- _正文_
▬▬▬

分类时,将Tokens中的第一个token拼接到特征图池化后的结构上,然后参与分类.

class Classifier_Head(nn.Layer):
    """Classifier Head
        Params Info:
            in_channels: input feature map channels
            embed_dims: input token embed_dims
            hidden_features: the fc layer hidden feature size
            num_classes: the number of classes
    """
    def __init__(self,
                 in_channels,
                 embed_dims,
                 hidden_features,
                 num_classes=1000,
                 dropout=0.0,
                 act=nn.Hardswish,
                 init_type='kn'):
        super(Classifier_Head, self).__init__(
                 name_scope="Classifier_Head")
        linear_weight_attr, linear_bias_attr = self._linear_init(init_type=init_type)

        self.avg_pool = nn.AdaptiveAvgPool2D(output_size=1)
        self.flatten = nn.Flatten()
        self.fc1 = nn.Linear(in_features=in_channels+embed_dims,
                             out_features=hidden_features,
                             weight_attr=linear_weight_attr,
                             bias_attr=linear_bias_attr)
        self.dropout = nn.Dropout(dropout)
        self.fc2 = nn.Linear(in_features=hidden_features,
                             out_features=num_classes,
                             weight_attr=linear_weight_attr,
                             bias_attr=linear_bias_attr)

        self.act = act()
        self.softmax = nn.Softmax()

    def _linear_init(self, init_type='kn'):
        if init_type == 'xu':
            weight_attr = nn.initializer.XavierUniform()
            bias_attr = nn.initializer.Constant(value=0.0)
        elif init_type == 'ku':
            weight_attr = nn.initializer.KaimingUniform()
            bias_attr = nn.initializer.Constant(value=0.0)
        elif init_type == 'kn':
            weight_attr = nn.initializer.KaimingNormal()
            bias_attr = nn.initializer.Constant(value=0.0)
        return weight_attr, bias_attr

    def forward(self, feature_map, tokens):
        x = self.avg_pool(feature_map) # B, C, 1, 1
        x = self.flatten(x) # B, C

        z = tokens[:, 0] # B, 1, D
        x = paddle.concat([x, z], axis=-1)

        x = self.fc1(x)
        x = self.act(x)
        x = self.dropout(x)
        x = self.fc2(x)

        if self.training:
            return x
        return self.softmax(x)

MobileFormer模型组网

将上面的所有结构进行组网,得到MobileFormer模型架构,类似MobileFormer294M的模型结构:

由于,层数较多,参数较复杂,因此通过yaml以及config.py传参,而其余组网部分正常进行。

▬▬▬

- _任务目标 1_
在下面的条目中找出含有字符串“hunting”的每一行,逐行照原样抄出。

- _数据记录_
▬▬▬

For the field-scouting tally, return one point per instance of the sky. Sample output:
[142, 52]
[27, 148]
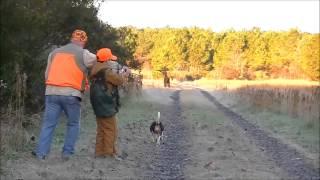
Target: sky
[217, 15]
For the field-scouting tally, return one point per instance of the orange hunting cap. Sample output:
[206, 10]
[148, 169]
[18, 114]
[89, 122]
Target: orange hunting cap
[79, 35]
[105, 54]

▬▬▬

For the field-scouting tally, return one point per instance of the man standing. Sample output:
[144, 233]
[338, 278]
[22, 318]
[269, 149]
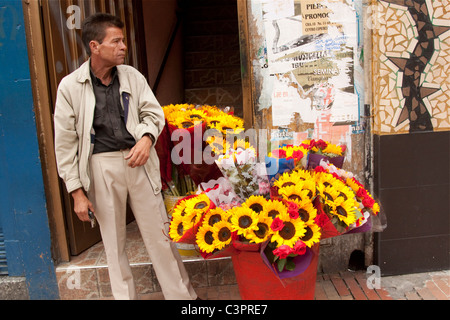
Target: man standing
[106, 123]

▬▬▬

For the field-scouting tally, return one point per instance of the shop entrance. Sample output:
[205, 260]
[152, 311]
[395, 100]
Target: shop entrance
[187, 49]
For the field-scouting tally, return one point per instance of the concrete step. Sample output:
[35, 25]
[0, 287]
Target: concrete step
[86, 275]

▬▬▬

- _任务目标 2_
把上面那段分类头代码中的一段原样写出来:从含有“self.flatten = nn.Flatten()”的地方起,写到“self.act = act()”为止。

- _书面答案 1_
For the field-scouting tally, return one point per instance of the orange hunting cap. Sample output:
Target: orange hunting cap

- _书面答案 2_
self.flatten = nn.Flatten()
        self.fc1 = nn.Linear(in_features=in_channels+embed_dims,
                             out_features=hidden_features,
                             weight_attr=linear_weight_attr,
                             bias_attr=linear_bias_attr)
        self.dropout = nn.Dropout(dropout)
        self.fc2 = nn.Linear(in_features=hidden_features,
                             out_features=num_classes,
                             weight_attr=linear_weight_attr,
                             bias_attr=linear_bias_attr)

        self.act = act()